Je faisais à vélo le chemin vers la maison, depuis le boulot. Tout juste de retour de vacances, vaguement déprimé d’être soudainement confiné à l’espace fermé du bureau après avoir passé deux semaines à me balader en Colombie-Britannique avec ma blonde.
Le retour au réel est parfois brutal. Surtout quand il fait aussi beau que cet été.
J’étais revenu à ma vie d’avant, largement composée de travail et de sorties de vélo où je pousse sans cesse la machine. Mais je ressentais une lassitude bien certaine.
J’avais envie de lenteur. Pas d’entraînements en zone 1. Je voulais de la zone 0. À la limite, je n’avais même pas le goût de rouler. Dans mon cas, cela équivaut à un diagnostic de dépression. Et quand je dis ça, je ne niaise même pas.
Puis, sous le pont de la 3e avenue à Limoilou, je l’ai croisé. Un monsieur qui roulait sur un vélo de route ordinaire. Je ne me souviens plus la marque ni la couleur ni même le matériau. Seulement la dégaine du type. Vieilles chaussures de vélo de montagne datant du lancement des Marzocchi Bomber, t-shirt Patagonia d’avant que la compagnie redevienne cool, casque pré-Obama et surtout des shorts de jogging. Je me souviens aussi ses jambes : maigres mais découpées, preuves physiologiques d’un profil sportif. Et j’ai aussi en mémoire son sourire. Pas niais. Pas ridicule. Un sourire de gars bien dans sa peau, heureux de son sort.

— SECTION DES DONNÉES —
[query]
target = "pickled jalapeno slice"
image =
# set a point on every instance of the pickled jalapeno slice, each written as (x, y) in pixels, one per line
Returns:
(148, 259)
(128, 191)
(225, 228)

---

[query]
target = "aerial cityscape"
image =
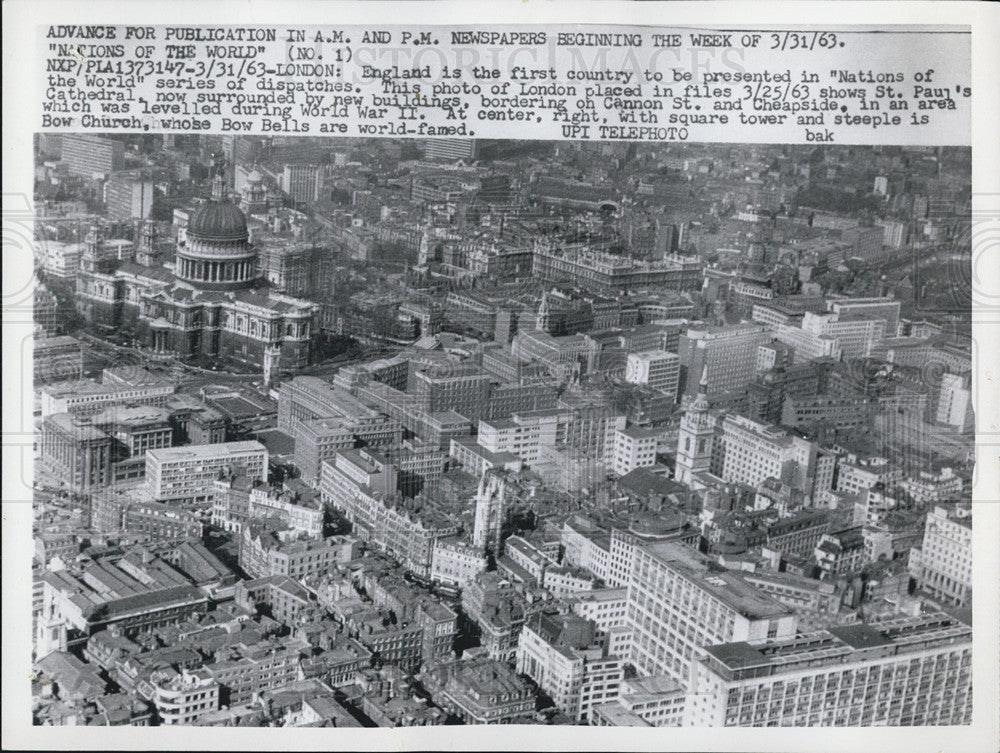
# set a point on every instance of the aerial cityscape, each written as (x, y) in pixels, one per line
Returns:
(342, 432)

---

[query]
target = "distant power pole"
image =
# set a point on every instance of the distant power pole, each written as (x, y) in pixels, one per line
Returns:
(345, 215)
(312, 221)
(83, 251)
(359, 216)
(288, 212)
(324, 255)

— TRAVAIL À FAIRE —
Poursuivez le récit du retour à vélo après les vacances, présenté plus haut, en reprenant juste après sa dernière phrase.

— RÉSULTAT OBTENU —
J’ai eu envie d’être ce type-là. Enfin, pas en shorts de jogging, c’est trop inconfortable. Puis de nouvelles chaussures tous les 6 ou 7 ans, ça le fait. Mais j’ai envié son attitude. Je me suis dit qu’un jour, je voudrais rouler comme il avait l’air de le faire : sans but, pour n’aller nulle part en particulier, sans espoir de le faire pour atteindre un quelconque niveau de forme ou pour relever un défi. Rouler pour rouler, en s’arrêtant ici et là au gré de ses envies.
Et je me suis dit que je devais être prudent. J’ai croisé tellement d’enragés de ma sorte qui ont fini par être dégoûtés du vélo à force d’en manger tous les jours que j’ai soudainement eu peur. Et si l’amour que j’ai pour ce sport finissait par se mordre la queue? Et si j’en faisais trop moi aussi?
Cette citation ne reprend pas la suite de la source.